# How is this filter?



## Ariel (May 25, 2008)

http://www.aquariumguys.com/smwofi.html

Do you think this would do well in my 2.5 gal tank?


----------



## Flashygrrl (Jan 18, 2008)

I've got one in mine. Seems to work ok, nothing special. Kinda makes a lot of big bubbles so I don't know if it would irritate your betta.


----------



## Ariel (May 25, 2008)

Okay thanks. It is really cheap. Do you have a betta with yours?


----------



## Ariel (May 25, 2008)

http://www.aquariumguys.com/smwofi.html

How about this one?


----------



## JMeenen (Apr 7, 2008)

I had one of those as an emergency filter ....they are not too good..Go to Doctors Foster & Smith ..look up the Azoo Palm Filter..its a sponge filter with adjustable flow..it s about $10.00 ..that would be a better choice.


----------



## Cody (Dec 22, 2007)

Or get the Red Sea Max Deco Filter. I am running it on my cycling 2.5G (plan to have it for a while), and it works very well. Pretty resonable price too (I got the filter and 8 cartridges for less than $16 notwith shipping).


----------



## Ariel (May 25, 2008)

K, thanks. Any comments on this one? 

http://www.petdiscounters.com/c70/c244/Smallworld-Filter-p6704.html


----------



## stephenmontero (Mar 15, 2008)

needs an air pump to run


----------



## Ariel (May 25, 2008)

Does that go inside or outside of the tank?


----------



## stephenmontero (Mar 15, 2008)

##########

◆ Tasks and exercises ◆
**a)** Summarize the filter thread in two sentences.
**b)** Extend the forum thread about a filter for a 2.5-gallon tank, picking up from its final post.
The records that come next are drawn from a separate source.

##########

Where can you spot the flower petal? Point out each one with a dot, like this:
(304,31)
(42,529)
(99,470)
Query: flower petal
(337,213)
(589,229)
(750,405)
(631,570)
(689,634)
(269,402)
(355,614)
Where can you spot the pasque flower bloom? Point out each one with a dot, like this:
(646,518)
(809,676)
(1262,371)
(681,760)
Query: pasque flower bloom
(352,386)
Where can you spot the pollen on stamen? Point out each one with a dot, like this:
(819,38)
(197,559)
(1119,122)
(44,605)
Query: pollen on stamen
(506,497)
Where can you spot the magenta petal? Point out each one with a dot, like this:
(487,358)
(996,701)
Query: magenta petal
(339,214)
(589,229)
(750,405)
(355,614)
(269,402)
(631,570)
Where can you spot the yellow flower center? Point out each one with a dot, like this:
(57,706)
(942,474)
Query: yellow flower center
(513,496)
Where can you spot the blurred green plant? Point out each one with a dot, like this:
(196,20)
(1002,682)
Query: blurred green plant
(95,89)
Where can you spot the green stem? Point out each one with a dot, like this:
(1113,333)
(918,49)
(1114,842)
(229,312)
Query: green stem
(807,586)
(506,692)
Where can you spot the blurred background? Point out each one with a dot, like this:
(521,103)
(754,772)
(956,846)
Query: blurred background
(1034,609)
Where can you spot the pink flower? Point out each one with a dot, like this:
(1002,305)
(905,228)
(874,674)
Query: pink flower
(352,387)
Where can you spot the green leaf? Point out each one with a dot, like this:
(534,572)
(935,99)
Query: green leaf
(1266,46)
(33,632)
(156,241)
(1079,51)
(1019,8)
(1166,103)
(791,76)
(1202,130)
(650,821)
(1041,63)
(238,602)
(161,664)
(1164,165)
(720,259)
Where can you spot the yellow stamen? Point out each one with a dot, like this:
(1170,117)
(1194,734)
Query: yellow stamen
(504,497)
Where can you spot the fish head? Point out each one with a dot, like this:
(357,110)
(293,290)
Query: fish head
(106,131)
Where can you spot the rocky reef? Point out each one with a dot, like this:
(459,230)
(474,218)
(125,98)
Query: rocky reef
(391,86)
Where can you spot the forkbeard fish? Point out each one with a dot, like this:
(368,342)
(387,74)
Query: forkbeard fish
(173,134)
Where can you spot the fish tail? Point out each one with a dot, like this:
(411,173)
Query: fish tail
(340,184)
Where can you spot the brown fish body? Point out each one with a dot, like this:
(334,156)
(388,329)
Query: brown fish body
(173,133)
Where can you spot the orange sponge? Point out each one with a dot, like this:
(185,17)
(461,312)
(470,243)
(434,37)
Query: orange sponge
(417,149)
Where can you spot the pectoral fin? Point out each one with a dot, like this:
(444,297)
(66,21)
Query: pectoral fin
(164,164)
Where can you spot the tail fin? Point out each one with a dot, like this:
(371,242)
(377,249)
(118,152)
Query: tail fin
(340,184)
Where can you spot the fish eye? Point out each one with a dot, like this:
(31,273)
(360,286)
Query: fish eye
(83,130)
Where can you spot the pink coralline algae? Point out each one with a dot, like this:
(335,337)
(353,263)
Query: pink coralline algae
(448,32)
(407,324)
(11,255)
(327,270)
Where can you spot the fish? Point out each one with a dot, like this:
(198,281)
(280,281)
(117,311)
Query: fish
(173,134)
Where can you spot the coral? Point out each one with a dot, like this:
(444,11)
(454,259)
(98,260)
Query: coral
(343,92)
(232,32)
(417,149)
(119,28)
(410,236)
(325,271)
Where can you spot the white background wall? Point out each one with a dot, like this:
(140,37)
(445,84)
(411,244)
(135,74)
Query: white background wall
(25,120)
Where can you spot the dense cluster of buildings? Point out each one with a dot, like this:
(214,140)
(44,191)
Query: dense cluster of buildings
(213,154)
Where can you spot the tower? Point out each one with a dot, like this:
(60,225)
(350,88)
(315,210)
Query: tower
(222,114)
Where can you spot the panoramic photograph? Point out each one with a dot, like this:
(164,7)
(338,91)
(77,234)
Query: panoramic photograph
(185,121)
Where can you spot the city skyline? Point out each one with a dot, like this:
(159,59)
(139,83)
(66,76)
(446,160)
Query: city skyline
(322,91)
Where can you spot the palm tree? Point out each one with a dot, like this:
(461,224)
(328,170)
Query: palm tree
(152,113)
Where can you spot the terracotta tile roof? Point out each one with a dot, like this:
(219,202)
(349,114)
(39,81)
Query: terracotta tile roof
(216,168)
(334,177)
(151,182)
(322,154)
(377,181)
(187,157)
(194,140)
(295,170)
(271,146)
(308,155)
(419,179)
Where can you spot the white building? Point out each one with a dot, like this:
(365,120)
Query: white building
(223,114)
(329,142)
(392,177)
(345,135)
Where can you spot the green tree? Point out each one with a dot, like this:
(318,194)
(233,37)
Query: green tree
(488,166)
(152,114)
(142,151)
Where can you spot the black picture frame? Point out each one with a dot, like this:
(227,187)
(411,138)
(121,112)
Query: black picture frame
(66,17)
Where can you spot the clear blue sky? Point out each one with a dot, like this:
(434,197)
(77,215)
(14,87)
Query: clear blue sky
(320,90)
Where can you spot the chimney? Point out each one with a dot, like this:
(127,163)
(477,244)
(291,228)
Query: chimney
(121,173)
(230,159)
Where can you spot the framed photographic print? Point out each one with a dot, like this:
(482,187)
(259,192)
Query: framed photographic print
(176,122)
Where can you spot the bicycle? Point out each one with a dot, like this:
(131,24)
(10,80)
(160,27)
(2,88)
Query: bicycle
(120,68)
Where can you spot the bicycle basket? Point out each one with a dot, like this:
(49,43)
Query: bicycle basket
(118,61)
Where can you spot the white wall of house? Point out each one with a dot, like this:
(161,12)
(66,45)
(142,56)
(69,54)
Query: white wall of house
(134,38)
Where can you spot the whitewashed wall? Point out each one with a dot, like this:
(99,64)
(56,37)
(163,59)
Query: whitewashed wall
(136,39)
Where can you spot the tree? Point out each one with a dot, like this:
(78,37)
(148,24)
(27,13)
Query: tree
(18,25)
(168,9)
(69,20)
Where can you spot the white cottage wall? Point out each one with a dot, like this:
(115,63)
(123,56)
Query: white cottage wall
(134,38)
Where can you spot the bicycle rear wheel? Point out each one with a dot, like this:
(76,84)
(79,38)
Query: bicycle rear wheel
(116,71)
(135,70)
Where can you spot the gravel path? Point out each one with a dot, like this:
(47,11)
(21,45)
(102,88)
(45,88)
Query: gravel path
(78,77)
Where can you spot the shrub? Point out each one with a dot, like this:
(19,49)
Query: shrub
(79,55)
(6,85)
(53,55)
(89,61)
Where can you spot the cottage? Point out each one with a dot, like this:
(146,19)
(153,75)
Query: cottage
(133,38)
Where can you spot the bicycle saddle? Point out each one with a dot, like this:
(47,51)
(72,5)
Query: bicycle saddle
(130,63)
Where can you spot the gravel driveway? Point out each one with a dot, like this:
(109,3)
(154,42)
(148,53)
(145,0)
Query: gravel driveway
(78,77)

##########

◆ Solved tasks ◆
**a)** A poster asks whether a filter would suit a 2.5-gallon tank, and replies say that one such filter works only adequately, makes a lot of big bubbles that might irritate a betta, and is not very good. Other replies recommend the Azoo Palm Filter, a sponge filter with adjustable flow for about $10.00, or the Red Sea Max Deco Filter, and one notes that another linked filter needs an air pump to run.

**b)**
well bettas and air pumps dont really get along cause they create a lot water disturbance, you want a filter that isnt air driven


----------



## Ariel (May 25, 2008)

Are they more expensive? I am only a kid so i dont have a lot of money. :wink:


----------



## stephenmontero (Mar 15, 2008)

no not really you should look into something that is a Hang on back filter (HOB) tetra makes a good one called the Tetra Whisper filter that one doesnt make to much flow and isnt air driven


----------



## Ariel (May 25, 2008)

K thanks. i have to go. You've helped a lot. :wink:


----------



## stephenmontero (Mar 15, 2008)

no problem and i forgot to say that pump isnt that expensive either way


----------



## Ariel (May 25, 2008)

Ok. I looked up the tetra wisper one and it looks pretty small which is good. Thanks!


----------



## SlavetoImpulse (Apr 22, 2008)

Be careful. I got a tank with a whisper filter that came with it, and it caused way too much flow in the tank. Also, it didn't stick to the sides well at all.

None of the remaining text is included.